++++ Texto apresentado ++++

Antropólogo fala sobre a importância da educação sexual
Qual a importância da educação sexual na vida de crianças, adolescentes e jovens e como ela pode ser importante no enfrentamento à violência a que essa parcela da população tem sido exposta? Em entrevista à Childhood Brasil, o antropólogo Felipe Areda fala sobre o desafio que a sociedade tem em aprender a falar sobre o assunto COM e não simplesmente PARA crianças e adolescentes, contribuindo para que eles tenham condições de fazer suas próprias decisões e se defenderem de situações de risco.
Além de antropólogo, Felipe Areda, também é pesquisador do Núcleo de Estudos da Diversidade Sexual e de Gênero da Universidade de Brasília (UnB) e educador social da Diretoria de Serviços Especializados a Famílias e Indivíduos da Secretaria de Estado de Desenvolvimento Social e Transferência de Renda do Distrito Federal.

++++

Sobre a tarefa: Por favor, reescreva tudo de "Antropólogo fala sobre" até "do Distrito Federal." no texto sobre a entrevista com o antropólogo, trocando "educação sexual" por "educação em sexualidade". Os registros que vêm a seguir não serão necessários.

++++ Seção de dados ++++

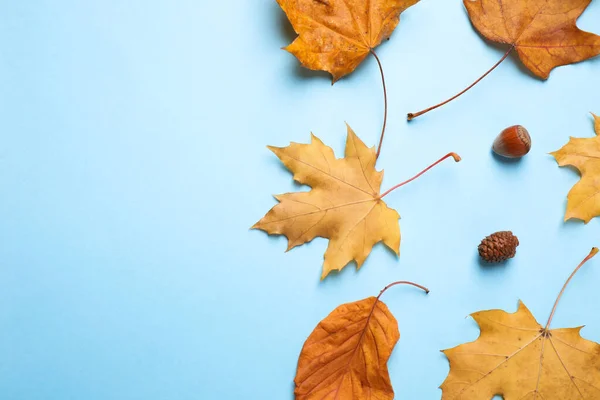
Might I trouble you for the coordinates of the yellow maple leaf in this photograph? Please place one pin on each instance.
(583, 201)
(343, 205)
(336, 35)
(518, 359)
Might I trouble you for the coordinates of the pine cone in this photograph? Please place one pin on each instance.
(498, 247)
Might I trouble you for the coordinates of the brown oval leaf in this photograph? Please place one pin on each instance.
(346, 356)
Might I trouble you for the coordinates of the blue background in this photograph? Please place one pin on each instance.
(133, 162)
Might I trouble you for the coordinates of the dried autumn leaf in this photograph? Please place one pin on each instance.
(543, 32)
(517, 358)
(344, 205)
(583, 201)
(346, 356)
(336, 35)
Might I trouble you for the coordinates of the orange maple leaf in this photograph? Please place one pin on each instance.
(583, 201)
(336, 35)
(544, 34)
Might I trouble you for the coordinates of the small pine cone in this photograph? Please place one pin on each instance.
(498, 247)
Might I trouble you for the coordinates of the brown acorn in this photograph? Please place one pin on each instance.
(513, 142)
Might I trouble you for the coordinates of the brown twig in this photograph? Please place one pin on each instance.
(592, 254)
(412, 116)
(384, 103)
(402, 283)
(453, 155)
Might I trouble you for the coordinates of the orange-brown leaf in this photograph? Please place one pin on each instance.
(336, 35)
(516, 358)
(583, 201)
(344, 204)
(544, 32)
(346, 356)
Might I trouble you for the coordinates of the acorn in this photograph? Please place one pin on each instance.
(513, 142)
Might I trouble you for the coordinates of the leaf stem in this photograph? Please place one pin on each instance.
(592, 254)
(412, 116)
(384, 102)
(402, 283)
(453, 155)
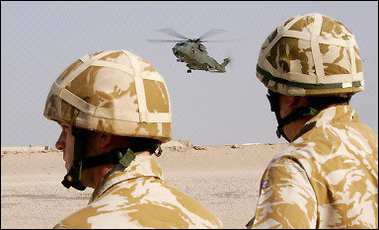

++++

Resposta redigida:
Antropólogo fala sobre a importância da educação em sexualidade
Qual a importância da educação em sexualidade na vida de crianças, adolescentes e jovens e como ela pode ser importante no enfrentamento à violência a que essa parcela da população tem sido exposta? Em entrevista à Childhood Brasil, o antropólogo Felipe Areda fala sobre o desafio que a sociedade tem em aprender a falar sobre o assunto COM e não simplesmente PARA crianças e adolescentes, contribuindo para que eles tenham condições de fazer suas próprias decisões e se defenderem de situações de risco.
Além de antropólogo, Felipe Areda, também é pesquisador do Núcleo de Estudos da Diversidade Sexual e de Gênero da Universidade de Brasília (UnB) e educador social da Diretoria de Serviços Especializados a Famílias e Indivíduos da Secretaria de Estado de Desenvolvimento Social e Transferência de Renda do Distrito Federal.